* [Challenge] Reproduce all of the data below, replacing every "capture" with "image" and keeping everything else unchanged. Leave the pictures out of your answer.

* [Extracted entries]
-- BEGIN --

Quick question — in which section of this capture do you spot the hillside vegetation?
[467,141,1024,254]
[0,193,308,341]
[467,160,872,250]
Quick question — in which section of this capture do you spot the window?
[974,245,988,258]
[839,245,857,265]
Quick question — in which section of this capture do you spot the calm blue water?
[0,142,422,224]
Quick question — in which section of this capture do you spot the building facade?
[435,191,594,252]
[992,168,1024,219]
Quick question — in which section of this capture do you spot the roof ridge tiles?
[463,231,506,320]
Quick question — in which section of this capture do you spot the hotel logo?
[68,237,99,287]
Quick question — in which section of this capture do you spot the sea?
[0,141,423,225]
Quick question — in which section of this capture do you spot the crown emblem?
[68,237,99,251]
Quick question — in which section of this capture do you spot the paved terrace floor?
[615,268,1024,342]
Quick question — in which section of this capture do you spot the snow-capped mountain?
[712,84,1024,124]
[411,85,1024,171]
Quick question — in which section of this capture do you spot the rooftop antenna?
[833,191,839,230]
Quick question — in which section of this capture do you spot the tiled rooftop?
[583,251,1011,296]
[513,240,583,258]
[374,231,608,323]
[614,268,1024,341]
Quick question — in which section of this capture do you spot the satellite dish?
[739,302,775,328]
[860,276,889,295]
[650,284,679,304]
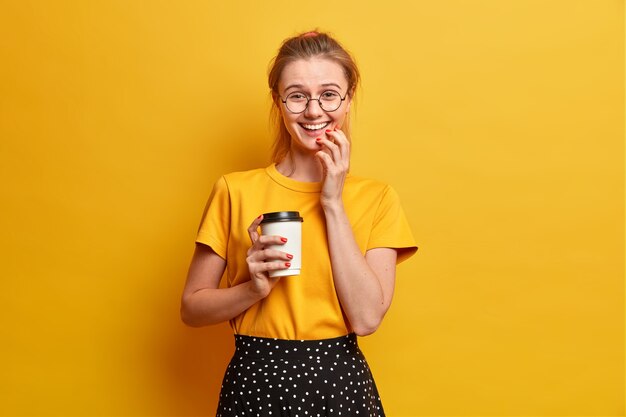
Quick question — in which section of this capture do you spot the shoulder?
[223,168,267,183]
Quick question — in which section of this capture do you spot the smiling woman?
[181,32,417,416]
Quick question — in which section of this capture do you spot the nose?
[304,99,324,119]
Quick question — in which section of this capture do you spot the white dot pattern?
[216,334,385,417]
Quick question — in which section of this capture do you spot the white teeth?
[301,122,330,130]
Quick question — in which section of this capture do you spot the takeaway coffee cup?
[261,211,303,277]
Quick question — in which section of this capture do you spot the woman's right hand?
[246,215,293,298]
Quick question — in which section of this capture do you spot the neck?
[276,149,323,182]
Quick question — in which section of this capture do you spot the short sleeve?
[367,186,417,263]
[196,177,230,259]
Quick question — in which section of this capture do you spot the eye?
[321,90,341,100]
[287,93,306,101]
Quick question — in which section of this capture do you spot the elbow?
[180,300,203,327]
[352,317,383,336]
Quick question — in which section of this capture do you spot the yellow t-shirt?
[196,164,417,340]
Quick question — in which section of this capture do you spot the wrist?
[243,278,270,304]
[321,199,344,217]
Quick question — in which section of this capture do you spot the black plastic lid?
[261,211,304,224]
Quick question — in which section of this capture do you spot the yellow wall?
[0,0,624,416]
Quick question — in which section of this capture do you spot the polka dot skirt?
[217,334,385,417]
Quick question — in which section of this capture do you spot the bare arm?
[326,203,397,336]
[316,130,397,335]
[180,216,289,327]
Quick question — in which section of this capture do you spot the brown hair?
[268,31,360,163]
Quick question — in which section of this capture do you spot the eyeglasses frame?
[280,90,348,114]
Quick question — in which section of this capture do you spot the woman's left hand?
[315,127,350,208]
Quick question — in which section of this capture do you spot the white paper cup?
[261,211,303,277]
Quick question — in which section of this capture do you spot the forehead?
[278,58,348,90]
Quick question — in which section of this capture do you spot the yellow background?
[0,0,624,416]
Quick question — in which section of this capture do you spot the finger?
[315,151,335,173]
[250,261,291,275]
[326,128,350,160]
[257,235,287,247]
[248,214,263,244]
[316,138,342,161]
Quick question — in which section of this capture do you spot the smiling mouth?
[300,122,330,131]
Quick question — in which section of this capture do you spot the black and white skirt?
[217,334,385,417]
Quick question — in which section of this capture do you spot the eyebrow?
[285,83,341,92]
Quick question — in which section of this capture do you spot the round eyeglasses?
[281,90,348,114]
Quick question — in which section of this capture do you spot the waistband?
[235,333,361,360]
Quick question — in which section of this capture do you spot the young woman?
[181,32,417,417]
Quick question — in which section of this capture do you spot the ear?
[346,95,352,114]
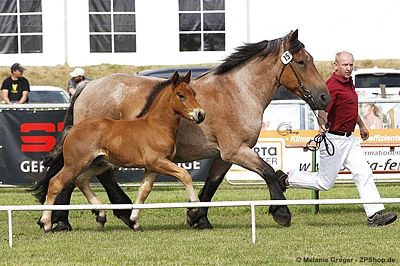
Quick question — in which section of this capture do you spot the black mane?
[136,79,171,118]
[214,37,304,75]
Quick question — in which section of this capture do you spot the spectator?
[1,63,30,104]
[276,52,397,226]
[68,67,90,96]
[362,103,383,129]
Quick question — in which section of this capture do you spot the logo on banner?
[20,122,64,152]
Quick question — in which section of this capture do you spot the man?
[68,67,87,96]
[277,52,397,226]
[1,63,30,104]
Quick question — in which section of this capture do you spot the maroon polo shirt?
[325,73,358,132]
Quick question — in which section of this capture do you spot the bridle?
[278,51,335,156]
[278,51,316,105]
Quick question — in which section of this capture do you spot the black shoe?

-- END --

* [Exercise answer]
Quick question — in which section of this image do you spot the hillside vegetation?
[467,141,1024,254]
[0,193,308,341]
[467,160,872,250]
Quick question — in which section of this image do you spot the window?
[974,245,988,258]
[839,245,857,265]
Quick question — in which section of this image do you spot the calm blue water?
[0,142,422,224]
Quick question — in which section of this image do you spot the building facade?
[435,191,594,252]
[992,168,1024,219]
Quick question — in which section of this image do you spot the roof ridge tiles?
[463,231,506,320]
Quick question — in which section of this image do you spot the hotel logo?
[68,237,99,287]
Quick question — in which section of this image do you spot the sea?
[0,141,423,225]
Quick question — in which section of this image do you spot the crown emblem?
[68,237,99,251]
Quick question — in which section of this image do you spot the paved terrace floor?
[615,268,1024,342]
Quick question — in which section of this image do you spot the snow-capped mountain?
[712,84,1024,124]
[411,85,1024,171]
Quick question — in which section of this image do you spot the rooftop antenna?
[833,191,839,230]
Quick question — in which section of this image do you spot the tiled rooftop?
[583,251,1011,296]
[513,240,583,258]
[374,231,608,323]
[614,268,1024,341]
Quick question — in which section of this image do you spot the satellite dish?
[739,302,775,328]
[860,276,889,295]
[650,284,679,304]
Quick question — in which section of this image do you spot the shoulder?
[223,168,267,183]
Quick question — in which section of this image do you spot the smiling woman?
[181,32,417,416]
Quick question — in which section of this image do you spot the nose?
[304,99,324,119]
Quick question — in which section of this image do you spot the white dot pattern?
[216,334,385,417]
Quick question — in which section of this image do you spot the white teeth?
[301,122,330,130]
Quick question — in which section of this image do you spot the takeaway coffee cup?
[261,211,303,277]
Quick question — in which section of this image do you spot the woman's right hand?
[246,215,293,298]
Quick question — in which section of this image do you spot the neck?
[276,149,323,182]
Quick question — in which section of this image do you spot the short sleeve?
[367,186,417,263]
[196,177,230,259]
Quick question — in which section of this image do you spot the eye?
[321,90,341,100]
[287,93,306,101]
Quick question — in which section of this image do you spot the elbow?
[180,300,203,327]
[352,317,383,336]
Quick question — in which section of this image do you spot the yellow t-shirt?
[196,164,417,340]
Quick question — in which section of this image do you spot the wrist?
[243,278,270,304]
[321,199,344,217]
Quick question — in which section of this image do you spot the black plastic lid?
[261,211,304,224]
Quick question — in which section of this image do you spot the yellow wall?
[0,0,624,416]
Quick question — in which section of this image do you spot the polka dot skirt?
[217,334,385,417]
Quick question — in which section of this image do you spot the bare arm?
[326,203,397,336]
[316,130,397,335]
[180,216,289,327]
Quick question — in which section of this image do you spot the brown hair?
[268,31,360,163]
Quick question — in which section of this image do you spot the eyeglasses frame?
[280,90,348,114]
Quick question — in which section of this image do you spot the woman's left hand?
[315,127,350,208]
Quick question — in which section of this image do you spot the white paper cup?
[261,211,303,277]
Quick question — in which section of this image do you spot the forehead?
[278,58,348,90]
Quick question — in which section of this image do you spot the yellow background?
[0,0,624,416]
Quick question — in which section of this image do you spot the finger?
[315,151,335,173]
[250,261,291,275]
[326,128,350,160]
[257,235,287,247]
[248,214,263,244]
[316,138,342,161]
Quick question — in which section of this image do you spot the smiling mouth?
[300,122,330,131]
Quick question — in which section of this image do you spot the black and white skirt?
[217,334,385,417]
Quick question — in which section of this image do you spot the eyebrow?
[285,83,341,92]
Quick question — in which section of this image do you spot the round eyeglasses?
[281,90,348,114]
Quick question — in which section of this image do you spot the waistband?
[235,333,361,360]
Quick question — in which section of this image do you spot the young woman?
[181,32,417,417]
Quick question — in which section of this image do you spot the ear?
[346,95,352,114]
Quick question — in which section of this image do you spot the black mane?
[136,79,171,118]
[214,37,304,75]
Quick question — in which section of this image do you spot the spectator?
[1,63,30,104]
[276,52,397,226]
[68,67,90,96]
[362,103,383,129]
Quick question — in which section of this image do you spot the logo on banner?
[20,122,64,152]
Quick question — in which section of this image do you spot the man?
[68,67,87,96]
[277,52,397,226]
[1,63,30,104]
Quick question — in which section of this image do you spot the maroon polo shirt?
[325,73,358,132]
Quick question — in which section of this image do you spot the bridle?
[278,51,335,156]
[278,51,316,105]
Quick question — in which section of this image do you spot the black shoe?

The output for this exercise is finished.